** Start Data provided **
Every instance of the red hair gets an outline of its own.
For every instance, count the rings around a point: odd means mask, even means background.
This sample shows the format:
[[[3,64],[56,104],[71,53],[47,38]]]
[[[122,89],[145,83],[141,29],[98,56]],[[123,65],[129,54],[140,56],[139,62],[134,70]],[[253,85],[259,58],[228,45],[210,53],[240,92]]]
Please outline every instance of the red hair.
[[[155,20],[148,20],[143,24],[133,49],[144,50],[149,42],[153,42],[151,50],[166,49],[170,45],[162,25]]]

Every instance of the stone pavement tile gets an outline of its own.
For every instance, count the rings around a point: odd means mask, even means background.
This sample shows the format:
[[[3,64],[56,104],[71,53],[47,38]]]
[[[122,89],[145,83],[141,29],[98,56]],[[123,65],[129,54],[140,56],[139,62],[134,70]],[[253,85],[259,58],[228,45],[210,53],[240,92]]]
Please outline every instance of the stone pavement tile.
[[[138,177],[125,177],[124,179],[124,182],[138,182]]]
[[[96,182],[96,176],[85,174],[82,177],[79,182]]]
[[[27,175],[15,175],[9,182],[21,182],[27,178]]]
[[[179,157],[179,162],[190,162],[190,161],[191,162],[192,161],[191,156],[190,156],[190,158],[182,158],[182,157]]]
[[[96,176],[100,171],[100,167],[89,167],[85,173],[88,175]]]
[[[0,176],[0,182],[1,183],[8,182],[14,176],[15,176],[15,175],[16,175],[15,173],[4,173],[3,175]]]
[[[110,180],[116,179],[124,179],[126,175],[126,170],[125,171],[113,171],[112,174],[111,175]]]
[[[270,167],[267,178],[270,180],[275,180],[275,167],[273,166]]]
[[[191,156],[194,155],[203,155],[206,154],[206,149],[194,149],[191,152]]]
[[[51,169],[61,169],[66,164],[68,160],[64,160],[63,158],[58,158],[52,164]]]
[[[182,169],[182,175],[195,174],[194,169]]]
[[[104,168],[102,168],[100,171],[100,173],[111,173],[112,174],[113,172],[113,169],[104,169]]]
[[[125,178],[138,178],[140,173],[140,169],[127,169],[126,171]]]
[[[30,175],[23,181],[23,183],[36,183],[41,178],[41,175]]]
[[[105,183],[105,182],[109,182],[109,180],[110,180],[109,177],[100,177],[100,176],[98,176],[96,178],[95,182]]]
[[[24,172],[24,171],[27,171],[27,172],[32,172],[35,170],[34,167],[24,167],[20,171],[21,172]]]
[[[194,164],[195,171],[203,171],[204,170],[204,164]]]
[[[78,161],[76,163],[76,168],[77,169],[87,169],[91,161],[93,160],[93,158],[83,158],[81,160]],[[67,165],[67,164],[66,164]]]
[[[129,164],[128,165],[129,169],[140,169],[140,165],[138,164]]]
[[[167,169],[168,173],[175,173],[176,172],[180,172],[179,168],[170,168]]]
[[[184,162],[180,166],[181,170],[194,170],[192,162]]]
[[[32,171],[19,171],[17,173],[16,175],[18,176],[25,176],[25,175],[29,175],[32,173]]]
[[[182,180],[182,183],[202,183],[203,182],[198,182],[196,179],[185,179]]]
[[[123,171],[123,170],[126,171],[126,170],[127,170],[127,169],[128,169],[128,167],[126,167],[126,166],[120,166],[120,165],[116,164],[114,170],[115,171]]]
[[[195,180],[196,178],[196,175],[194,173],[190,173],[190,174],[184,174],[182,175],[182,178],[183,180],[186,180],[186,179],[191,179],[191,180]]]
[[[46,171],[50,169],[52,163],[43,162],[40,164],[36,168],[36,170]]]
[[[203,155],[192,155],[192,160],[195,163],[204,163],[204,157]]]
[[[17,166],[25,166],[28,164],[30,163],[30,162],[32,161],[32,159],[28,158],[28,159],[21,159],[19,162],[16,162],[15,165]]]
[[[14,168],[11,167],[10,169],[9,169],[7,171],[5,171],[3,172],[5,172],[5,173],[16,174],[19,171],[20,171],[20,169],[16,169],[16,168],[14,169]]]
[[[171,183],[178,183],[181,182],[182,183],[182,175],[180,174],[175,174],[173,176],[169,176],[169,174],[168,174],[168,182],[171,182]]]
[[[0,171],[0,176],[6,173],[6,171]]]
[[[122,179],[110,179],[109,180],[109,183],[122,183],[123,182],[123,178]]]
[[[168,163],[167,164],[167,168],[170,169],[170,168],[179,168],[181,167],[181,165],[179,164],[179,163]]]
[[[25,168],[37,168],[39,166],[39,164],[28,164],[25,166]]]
** End Data provided **
Problem details:
Rewrite every line of the listing above as a Markdown table with two columns, Row and Line. Number the rows in order and leave out blank lines.

Worked solution:
| Row | Line |
|---|---|
| 1 | Every instance of the red hair gets an outline of its own. |
| 2 | For every instance, count the rings around a point: odd means mask, even means background. |
| 3 | This sample shows the format: |
| 4 | [[[3,64],[56,104],[71,53],[47,38]]] |
| 5 | [[[122,89],[145,83],[141,29],[98,56]],[[123,65],[129,54],[140,56],[139,62],[134,70]],[[253,85],[259,58],[228,45],[210,53],[240,92]]] |
| 6 | Please outline every instance of the red hair. |
| 7 | [[[155,20],[148,20],[143,24],[133,49],[144,50],[149,42],[153,42],[151,50],[166,49],[170,45],[162,25]]] |
| 8 | Every instance of the stone pavement tile gets an outline of its own. |
| 9 | For every instance, count the rings around a point: odd means mask, even means background. |
| 10 | This sample shows the format: |
| 11 | [[[3,64],[56,104],[71,53],[47,38]]] |
| 12 | [[[122,89],[145,83],[141,29],[98,56]],[[123,65],[129,54],[140,56],[139,62],[134,70]],[[253,85],[259,58],[228,45],[210,53],[240,92]]] |
| 13 | Please outline every instance of the stone pavement tile. |
| 14 | [[[138,177],[125,177],[124,179],[124,182],[138,182]]] |
| 15 | [[[96,182],[96,176],[85,174],[82,177],[79,182]]] |
| 16 | [[[27,175],[15,175],[9,182],[21,182],[27,178]]] |
| 17 | [[[179,157],[179,162],[190,162],[190,161],[191,162],[192,161],[191,156],[190,156],[190,158],[182,158],[182,157]]] |
| 18 | [[[96,176],[100,171],[100,167],[89,167],[85,173],[88,175]]] |
| 19 | [[[0,176],[0,182],[1,183],[8,182],[14,176],[15,176],[15,175],[16,175],[15,173],[4,173],[3,175]]] |
| 20 | [[[110,180],[116,179],[124,179],[126,175],[126,170],[125,171],[113,171],[112,174],[111,175]]] |
| 21 | [[[270,167],[267,178],[270,180],[275,180],[275,167],[273,166]]] |
| 22 | [[[191,156],[194,155],[203,155],[206,154],[206,149],[194,149],[191,152]]] |
| 23 | [[[51,169],[61,169],[66,164],[68,160],[64,160],[63,158],[58,158],[52,164]]] |
| 24 | [[[182,169],[182,175],[195,174],[194,169]]] |
| 25 | [[[104,168],[102,168],[100,171],[100,173],[111,173],[112,174],[113,172],[113,169],[104,169]]] |
| 26 | [[[125,178],[138,178],[140,173],[140,169],[127,169],[126,171]]] |
| 27 | [[[30,175],[23,181],[23,183],[36,183],[41,178],[41,175]]] |
| 28 | [[[105,183],[105,182],[109,182],[109,180],[110,180],[109,177],[100,177],[100,176],[98,176],[96,178],[95,182]]] |
| 29 | [[[24,172],[24,171],[27,171],[27,172],[32,172],[35,170],[34,167],[24,167],[20,171],[21,172]]] |
| 30 | [[[194,164],[195,171],[203,171],[204,170],[204,164]]] |
| 31 | [[[78,161],[76,163],[76,168],[77,169],[87,169],[91,161],[93,160],[93,158],[83,158],[81,160]],[[67,165],[67,164],[66,164]]] |
| 32 | [[[129,164],[128,165],[129,169],[140,169],[140,165],[138,164]]] |
| 33 | [[[167,169],[168,173],[175,173],[176,172],[180,172],[179,168],[170,168]]] |
| 34 | [[[184,162],[180,166],[181,170],[194,170],[192,162]]] |
| 35 | [[[32,171],[19,171],[17,173],[16,175],[18,176],[25,176],[25,175],[29,175],[32,173]]] |
| 36 | [[[182,180],[182,183],[202,183],[203,182],[198,182],[196,179],[185,179]]] |
| 37 | [[[123,171],[123,170],[126,171],[126,170],[127,170],[127,169],[128,169],[128,167],[126,167],[126,166],[120,166],[120,165],[116,164],[114,170],[115,171]]] |
| 38 | [[[195,180],[196,178],[196,175],[194,173],[190,173],[190,174],[184,174],[182,175],[182,178],[183,180],[186,180],[186,179],[191,179],[191,180]]] |
| 39 | [[[46,171],[50,169],[52,163],[43,162],[40,164],[36,168],[36,170]]] |
| 40 | [[[203,155],[192,155],[192,160],[195,163],[204,163],[204,157]]] |
| 41 | [[[17,166],[25,166],[28,164],[30,163],[30,162],[32,161],[32,159],[28,158],[28,159],[21,159],[19,162],[16,162],[15,165]]] |
| 42 | [[[14,168],[11,167],[10,169],[9,169],[7,171],[5,171],[3,172],[5,172],[5,173],[16,174],[19,171],[20,171],[20,169],[16,169],[16,168],[14,169]]] |
| 43 | [[[171,183],[178,183],[181,182],[182,183],[182,175],[180,174],[175,174],[173,176],[169,176],[169,174],[168,174],[168,182],[171,182]]] |
| 44 | [[[0,171],[0,176],[6,173],[6,171]]] |
| 45 | [[[122,179],[110,179],[109,180],[109,183],[122,183],[123,182],[123,178]]] |
| 46 | [[[168,163],[167,164],[167,168],[170,169],[170,168],[179,168],[181,167],[181,165],[179,164],[179,163]]] |
| 47 | [[[25,168],[37,168],[39,166],[39,164],[28,164],[25,166]]] |